[Records of labeled points]
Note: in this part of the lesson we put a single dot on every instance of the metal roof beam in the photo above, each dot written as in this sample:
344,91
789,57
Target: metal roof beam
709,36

What the task asks
Please format the lines above as a numbered list, leaving out any blank lines.

Final result
1. Note: in this part of the lesson we put a single dot on every instance of the metal roof beam in the photo above, each dot written as in this sample:
2. 344,91
3. 789,57
4. Target: metal roof beam
5. 709,36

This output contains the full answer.